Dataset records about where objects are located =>
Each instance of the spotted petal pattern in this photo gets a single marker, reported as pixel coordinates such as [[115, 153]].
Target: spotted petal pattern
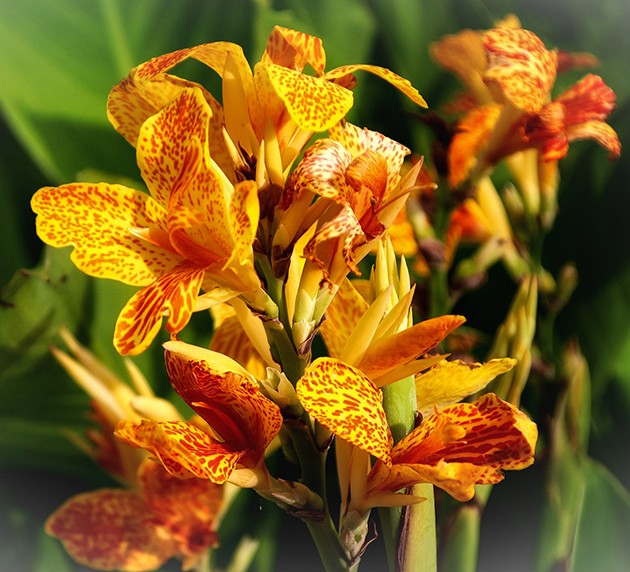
[[463, 445], [110, 529], [347, 403], [184, 450], [520, 66], [229, 401]]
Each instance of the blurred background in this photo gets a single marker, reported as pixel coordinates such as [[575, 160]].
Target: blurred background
[[59, 60]]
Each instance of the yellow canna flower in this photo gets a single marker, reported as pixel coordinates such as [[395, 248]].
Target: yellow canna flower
[[239, 422], [194, 231]]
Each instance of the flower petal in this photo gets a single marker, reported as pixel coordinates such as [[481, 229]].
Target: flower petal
[[388, 353], [292, 49], [347, 403], [109, 529], [99, 220], [184, 509], [342, 315], [450, 381], [313, 103], [520, 66], [184, 450], [173, 294], [229, 401], [400, 83]]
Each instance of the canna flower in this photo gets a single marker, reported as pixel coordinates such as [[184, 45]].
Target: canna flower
[[238, 421], [153, 519], [355, 177], [193, 232]]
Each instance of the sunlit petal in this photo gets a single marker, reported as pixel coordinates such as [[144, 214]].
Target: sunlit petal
[[347, 403]]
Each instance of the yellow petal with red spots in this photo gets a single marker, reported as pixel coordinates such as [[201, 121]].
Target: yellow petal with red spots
[[164, 142], [347, 403], [450, 381], [292, 49], [229, 401], [520, 67], [342, 315], [481, 439], [173, 294], [101, 221], [313, 103], [185, 510], [109, 529], [391, 352], [184, 450], [473, 133], [400, 83]]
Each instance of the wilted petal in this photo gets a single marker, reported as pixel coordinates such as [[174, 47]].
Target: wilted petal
[[520, 67], [450, 381], [173, 294], [184, 509], [390, 352], [313, 103], [184, 450], [109, 529], [100, 220], [292, 49], [347, 403]]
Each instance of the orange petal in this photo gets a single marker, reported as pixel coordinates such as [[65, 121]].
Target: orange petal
[[292, 49], [347, 403], [481, 438], [400, 83], [184, 450], [313, 103], [173, 294], [450, 381], [184, 509], [98, 219], [342, 316], [391, 352], [164, 143], [109, 529], [520, 66], [230, 402]]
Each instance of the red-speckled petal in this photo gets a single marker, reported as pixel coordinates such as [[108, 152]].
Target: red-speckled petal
[[164, 142], [100, 220], [400, 83], [357, 141], [322, 171], [110, 529], [489, 434], [173, 294], [347, 403], [473, 133], [292, 49], [520, 67], [230, 402], [313, 103], [450, 381], [185, 510], [342, 315], [386, 354], [184, 450]]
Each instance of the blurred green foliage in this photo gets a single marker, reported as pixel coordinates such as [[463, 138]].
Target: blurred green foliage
[[61, 58]]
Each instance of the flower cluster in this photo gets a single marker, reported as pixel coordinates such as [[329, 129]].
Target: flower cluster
[[245, 217]]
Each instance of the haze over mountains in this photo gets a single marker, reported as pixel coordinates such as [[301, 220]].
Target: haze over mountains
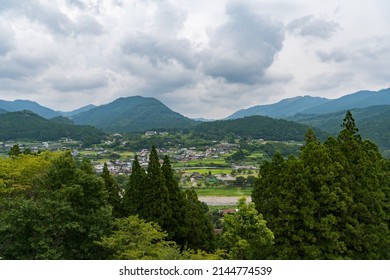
[[371, 111], [317, 105]]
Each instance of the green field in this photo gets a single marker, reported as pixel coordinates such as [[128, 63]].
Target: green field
[[224, 191], [213, 171]]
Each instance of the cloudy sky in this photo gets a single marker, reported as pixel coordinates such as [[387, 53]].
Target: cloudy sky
[[202, 58]]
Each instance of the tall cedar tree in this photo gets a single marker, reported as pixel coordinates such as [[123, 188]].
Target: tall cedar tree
[[113, 191], [62, 215], [134, 194], [155, 196], [175, 226], [147, 195], [332, 202]]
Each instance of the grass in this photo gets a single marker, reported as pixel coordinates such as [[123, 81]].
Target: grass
[[224, 191]]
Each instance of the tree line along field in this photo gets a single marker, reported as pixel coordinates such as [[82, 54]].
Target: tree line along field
[[330, 201], [211, 167]]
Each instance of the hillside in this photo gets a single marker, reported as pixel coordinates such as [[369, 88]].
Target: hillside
[[373, 123], [134, 113], [284, 108], [316, 105], [257, 127], [28, 125], [77, 111], [360, 99], [20, 105]]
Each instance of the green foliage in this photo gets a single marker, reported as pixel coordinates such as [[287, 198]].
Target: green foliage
[[134, 113], [255, 127], [53, 211], [14, 151], [136, 239], [245, 235], [156, 197], [27, 125], [331, 202], [133, 196], [113, 192]]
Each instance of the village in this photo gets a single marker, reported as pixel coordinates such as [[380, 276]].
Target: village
[[194, 167]]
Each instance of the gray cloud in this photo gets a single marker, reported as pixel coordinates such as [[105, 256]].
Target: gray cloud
[[332, 56], [79, 81], [7, 39], [309, 26], [327, 81], [242, 49]]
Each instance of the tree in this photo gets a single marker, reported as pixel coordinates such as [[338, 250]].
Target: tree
[[14, 151], [59, 214], [198, 225], [136, 239], [156, 197], [175, 226], [330, 202], [245, 235], [133, 196], [113, 191]]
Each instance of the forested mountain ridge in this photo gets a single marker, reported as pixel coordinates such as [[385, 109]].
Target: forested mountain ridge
[[257, 127], [316, 105], [28, 125], [134, 113], [283, 108], [20, 105], [330, 202], [373, 123]]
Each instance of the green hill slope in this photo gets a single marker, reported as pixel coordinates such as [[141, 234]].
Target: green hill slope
[[134, 113], [373, 123], [257, 127], [28, 125]]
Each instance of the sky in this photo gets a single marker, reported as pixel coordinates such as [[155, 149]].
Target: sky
[[201, 58]]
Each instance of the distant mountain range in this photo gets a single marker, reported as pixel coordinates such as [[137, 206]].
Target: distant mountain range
[[28, 125], [133, 113], [373, 123], [47, 113], [286, 107], [255, 127], [139, 114], [317, 105], [20, 105]]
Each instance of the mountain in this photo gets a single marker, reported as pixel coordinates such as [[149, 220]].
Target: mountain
[[133, 113], [20, 105], [286, 107], [257, 127], [316, 105], [360, 99], [372, 122], [77, 111], [28, 125]]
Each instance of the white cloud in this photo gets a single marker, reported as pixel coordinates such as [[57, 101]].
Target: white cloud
[[310, 26], [202, 58]]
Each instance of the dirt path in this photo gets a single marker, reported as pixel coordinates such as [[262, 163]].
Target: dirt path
[[221, 200]]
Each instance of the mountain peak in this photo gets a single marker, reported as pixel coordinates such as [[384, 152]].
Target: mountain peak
[[133, 113]]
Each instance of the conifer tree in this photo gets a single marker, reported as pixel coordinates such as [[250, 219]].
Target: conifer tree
[[331, 202], [175, 226], [133, 196], [156, 197], [113, 191]]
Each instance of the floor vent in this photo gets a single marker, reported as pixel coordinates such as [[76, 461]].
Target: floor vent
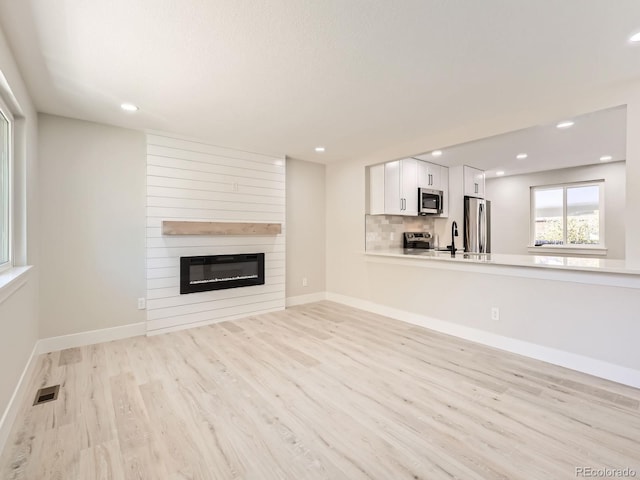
[[47, 394]]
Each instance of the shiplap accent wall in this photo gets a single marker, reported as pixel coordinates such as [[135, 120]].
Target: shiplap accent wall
[[189, 180]]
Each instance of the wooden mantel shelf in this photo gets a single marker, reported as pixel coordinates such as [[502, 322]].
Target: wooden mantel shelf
[[170, 227]]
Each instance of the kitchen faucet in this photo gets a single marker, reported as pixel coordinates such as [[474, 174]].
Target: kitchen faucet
[[454, 234]]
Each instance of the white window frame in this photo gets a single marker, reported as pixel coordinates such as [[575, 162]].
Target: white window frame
[[599, 249], [7, 114]]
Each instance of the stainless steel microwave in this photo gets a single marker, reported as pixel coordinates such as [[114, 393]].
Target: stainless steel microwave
[[430, 201]]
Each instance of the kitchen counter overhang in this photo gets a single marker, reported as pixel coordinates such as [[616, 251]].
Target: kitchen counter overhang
[[597, 271]]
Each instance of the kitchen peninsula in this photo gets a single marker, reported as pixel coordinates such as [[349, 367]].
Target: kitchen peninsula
[[597, 271]]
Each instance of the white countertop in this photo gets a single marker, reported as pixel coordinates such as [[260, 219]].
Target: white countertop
[[586, 264]]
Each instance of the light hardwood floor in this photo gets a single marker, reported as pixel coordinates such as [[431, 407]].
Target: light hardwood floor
[[320, 391]]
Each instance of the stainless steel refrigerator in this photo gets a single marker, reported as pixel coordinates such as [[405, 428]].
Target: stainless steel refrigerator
[[477, 220]]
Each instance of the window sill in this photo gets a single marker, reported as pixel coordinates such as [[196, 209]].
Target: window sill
[[11, 280], [567, 250]]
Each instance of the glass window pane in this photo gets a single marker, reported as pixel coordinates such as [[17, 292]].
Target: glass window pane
[[583, 215], [4, 189], [548, 208]]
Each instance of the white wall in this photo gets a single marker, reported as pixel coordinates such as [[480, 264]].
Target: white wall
[[599, 322], [192, 180], [306, 249], [19, 313], [510, 213], [92, 194]]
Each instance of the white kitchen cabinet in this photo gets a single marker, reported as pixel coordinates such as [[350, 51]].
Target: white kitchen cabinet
[[444, 186], [393, 188], [401, 187], [429, 175], [473, 182], [376, 189]]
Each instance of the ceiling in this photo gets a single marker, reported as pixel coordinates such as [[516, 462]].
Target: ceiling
[[283, 77], [594, 135]]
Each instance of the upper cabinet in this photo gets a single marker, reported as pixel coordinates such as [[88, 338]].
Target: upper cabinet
[[393, 186], [429, 175], [401, 187], [473, 182]]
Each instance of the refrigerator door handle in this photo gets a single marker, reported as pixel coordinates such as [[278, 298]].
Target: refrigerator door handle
[[482, 229]]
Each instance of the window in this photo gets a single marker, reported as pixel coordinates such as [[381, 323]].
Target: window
[[568, 216], [5, 187]]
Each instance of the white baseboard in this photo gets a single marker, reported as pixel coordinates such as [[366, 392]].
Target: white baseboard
[[53, 344], [573, 361], [16, 400], [302, 299]]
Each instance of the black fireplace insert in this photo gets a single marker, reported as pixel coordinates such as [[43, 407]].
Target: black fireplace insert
[[217, 272]]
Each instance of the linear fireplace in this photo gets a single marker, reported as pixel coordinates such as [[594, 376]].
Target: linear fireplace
[[217, 272]]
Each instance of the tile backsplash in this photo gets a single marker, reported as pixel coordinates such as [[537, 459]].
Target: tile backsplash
[[385, 231]]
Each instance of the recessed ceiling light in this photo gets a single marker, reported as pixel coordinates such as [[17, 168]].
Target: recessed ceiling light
[[566, 124], [129, 107]]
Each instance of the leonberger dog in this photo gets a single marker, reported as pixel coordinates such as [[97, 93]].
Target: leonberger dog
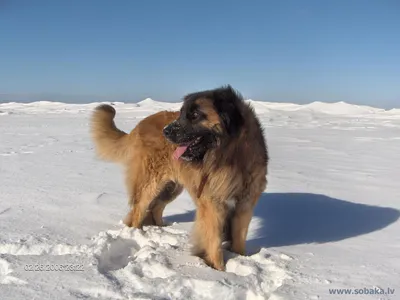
[[214, 147]]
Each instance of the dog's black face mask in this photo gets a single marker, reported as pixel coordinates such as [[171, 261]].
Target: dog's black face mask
[[206, 119], [193, 139]]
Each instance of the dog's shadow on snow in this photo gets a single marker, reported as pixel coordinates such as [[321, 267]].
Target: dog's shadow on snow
[[284, 219]]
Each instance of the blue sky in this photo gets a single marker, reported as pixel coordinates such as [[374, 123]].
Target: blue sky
[[286, 51]]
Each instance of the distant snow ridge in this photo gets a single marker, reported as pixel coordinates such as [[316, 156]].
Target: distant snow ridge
[[338, 108], [342, 108]]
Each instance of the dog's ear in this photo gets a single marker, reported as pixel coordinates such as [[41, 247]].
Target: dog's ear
[[227, 103]]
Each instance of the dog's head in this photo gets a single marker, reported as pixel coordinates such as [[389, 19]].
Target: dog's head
[[207, 119]]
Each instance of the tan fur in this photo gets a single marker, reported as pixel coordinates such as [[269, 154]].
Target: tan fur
[[154, 179]]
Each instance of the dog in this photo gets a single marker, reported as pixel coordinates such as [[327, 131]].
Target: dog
[[214, 147]]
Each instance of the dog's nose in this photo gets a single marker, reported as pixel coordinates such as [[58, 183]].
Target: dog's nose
[[167, 130]]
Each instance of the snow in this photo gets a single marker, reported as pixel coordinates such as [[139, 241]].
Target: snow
[[328, 219]]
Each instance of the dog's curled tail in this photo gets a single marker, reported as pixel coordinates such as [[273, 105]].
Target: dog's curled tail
[[111, 143]]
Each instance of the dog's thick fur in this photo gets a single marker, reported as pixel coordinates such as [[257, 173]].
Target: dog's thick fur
[[225, 172]]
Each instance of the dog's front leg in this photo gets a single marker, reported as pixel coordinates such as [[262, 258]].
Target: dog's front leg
[[207, 235]]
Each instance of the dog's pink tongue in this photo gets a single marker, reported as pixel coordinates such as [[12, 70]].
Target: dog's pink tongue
[[179, 151]]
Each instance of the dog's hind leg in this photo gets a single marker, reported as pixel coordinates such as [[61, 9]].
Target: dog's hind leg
[[208, 230], [149, 204], [240, 223], [168, 194]]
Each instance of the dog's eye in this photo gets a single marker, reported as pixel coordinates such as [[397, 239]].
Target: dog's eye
[[195, 115]]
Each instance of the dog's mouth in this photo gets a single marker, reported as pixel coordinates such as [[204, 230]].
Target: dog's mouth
[[186, 147]]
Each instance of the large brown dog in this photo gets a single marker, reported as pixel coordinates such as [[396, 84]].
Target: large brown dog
[[214, 148]]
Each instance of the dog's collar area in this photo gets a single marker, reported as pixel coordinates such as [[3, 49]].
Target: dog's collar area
[[201, 186]]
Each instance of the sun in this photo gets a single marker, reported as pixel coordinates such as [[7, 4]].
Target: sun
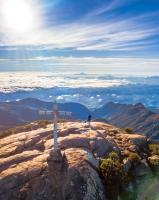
[[18, 15]]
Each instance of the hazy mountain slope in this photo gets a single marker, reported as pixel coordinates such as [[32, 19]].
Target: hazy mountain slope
[[27, 110], [134, 116]]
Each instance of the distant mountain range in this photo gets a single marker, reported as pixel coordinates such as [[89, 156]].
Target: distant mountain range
[[137, 117], [27, 110]]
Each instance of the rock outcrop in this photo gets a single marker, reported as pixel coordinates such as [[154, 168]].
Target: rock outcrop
[[29, 169]]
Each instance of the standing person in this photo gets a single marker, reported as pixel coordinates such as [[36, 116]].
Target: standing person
[[89, 119]]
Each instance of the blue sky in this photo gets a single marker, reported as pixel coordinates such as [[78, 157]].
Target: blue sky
[[97, 35]]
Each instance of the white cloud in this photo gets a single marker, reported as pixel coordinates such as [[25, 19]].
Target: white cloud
[[115, 34]]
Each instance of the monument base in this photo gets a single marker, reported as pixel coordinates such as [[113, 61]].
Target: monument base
[[56, 155]]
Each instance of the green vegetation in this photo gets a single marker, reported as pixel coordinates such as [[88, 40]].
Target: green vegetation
[[113, 174], [154, 148], [24, 128], [154, 162], [134, 157], [129, 130]]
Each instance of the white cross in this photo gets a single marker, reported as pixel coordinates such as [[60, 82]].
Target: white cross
[[55, 113]]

Exercise task => Rewrite the records, beginning at the line that has "Each instance of the dog's curled" and stopping after the line that has "[[214, 148]]". Shift every coordinate in the lines that hold only a coordinate list up by 139, and keep all other lines the same, including the sample coordinates inside the sentences.

Problem solution =>
Each instance of the dog's curled tail in this photo gets a single marker, reported as pixel coordinates such as [[273, 105]].
Target: dog's curled tail
[[250, 282]]
Each instance of the dog's thick fur in this photo gets a single marker, reported as pixel coordinates such as [[257, 173]].
Target: dog's thick fur
[[364, 311]]
Each instance of the dog's front leg in this photo gets a single marker, reported as pixel coordinates such as [[262, 258]].
Target: dog's front leg
[[346, 374]]
Each instance of the dog's pink tongue in this photo gets a single marker, reported as pixel coordinates such as [[12, 70]].
Target: dog's pink tongue
[[318, 290]]
Each instance of the dog's hind leg in this photo gets a single marker, reported as pixel coordinates such as [[61, 9]].
Target: dog's hind leg
[[347, 369], [288, 343], [379, 362], [307, 333]]
Each instance of the dog's eye in this photo gets a single marker, reported as pixel coordinates such as [[397, 239]].
Target: dog's eye
[[334, 254]]
Each instance of the dog's mouth in this photo gets a single marker, reported as pixel coordinates such as [[204, 230]].
Target: dog's mouth
[[325, 286]]
Each instance of the large brown dog in this photo gets a single marker, reported as pixel coordinates such as [[396, 84]].
Target: large brown dog
[[353, 287]]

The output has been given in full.